Ship groundings, instances when boats crash into and get stuck on coral reefs, are dangerous both to the ships’ passengers and to coral reefs.
Groundings sometimes occur as a result forces beyond human control, such as stronger-than-predicted tides, but they also occur as a result of carelessness and human error. Given the abundance of sea-faring navigation technology and maritime traffic regulation that exists today, groundings are one threat to coral reefs that can be prevented. On a basic level, ship groundings harm coral reefs because they physically break or crush them. However, groundings can also have less obvious, residual impacts on the health of coral reefs.
In April of 2010, a large Chinese ship carrying coal became grounded on Australia’s Great Barrier Reef. According to Maria Kamenev, for a TIME magazine article entitled “Grounded Ships Not Great Barrier Reef’s Only Threat,” the enormous vessel “plowed at full speed” into a pristine, protected area of the the Great Barrier Reef. The ship utterly demolished a chunk of the Douglas Shoal at the Great Barrier Reef Marine Park equivalent in area to the size of five football fields. The result was “ a vast, empty plain of sand where a healthy coral community had hosted a variety of unique plants and animals.”

| STORED DATA |
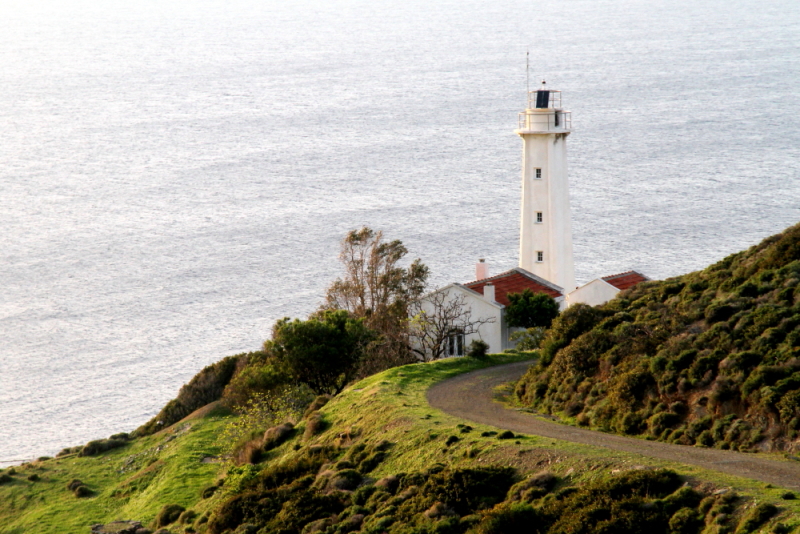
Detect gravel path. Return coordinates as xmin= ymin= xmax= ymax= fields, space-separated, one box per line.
xmin=427 ymin=362 xmax=800 ymax=490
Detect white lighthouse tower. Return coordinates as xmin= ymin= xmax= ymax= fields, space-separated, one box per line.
xmin=514 ymin=82 xmax=575 ymax=293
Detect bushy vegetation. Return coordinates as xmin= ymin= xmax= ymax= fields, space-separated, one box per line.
xmin=506 ymin=289 xmax=558 ymax=328
xmin=201 ymin=443 xmax=756 ymax=534
xmin=516 ymin=225 xmax=800 ymax=451
xmin=0 ymin=355 xmax=796 ymax=534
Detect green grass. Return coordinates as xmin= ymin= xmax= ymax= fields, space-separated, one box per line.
xmin=0 ymin=408 xmax=225 ymax=534
xmin=0 ymin=354 xmax=800 ymax=534
xmin=308 ymin=354 xmax=800 ymax=526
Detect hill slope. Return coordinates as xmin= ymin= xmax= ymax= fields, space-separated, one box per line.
xmin=0 ymin=355 xmax=800 ymax=534
xmin=516 ymin=225 xmax=800 ymax=452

| THINGS TO DO |
1. List every cause of ship groundings that the passage on ship groundings names.
2. From the passage on ship groundings, reproduce the text between "Groundings sometimes occur" and "of coral reefs.", inclusive.
The material has no connection to the passage on ship groundings.

| EXERCISE RESULTS |
1.
- Forces beyond human control, such as stronger-than-predicted tides
- Carelessness
- Human error

2.
Groundings sometimes occur as a result forces beyond human control, such as stronger-than-predicted tides, but they also occur as a result of carelessness and human error. Given the abundance of sea-faring navigation technology and maritime traffic regulation that exists today, groundings are one threat to coral reefs that can be prevented. On a basic level, ship groundings harm coral reefs because they physically break or crush them. However, groundings can also have less obvious, residual impacts on the health of coral reefs.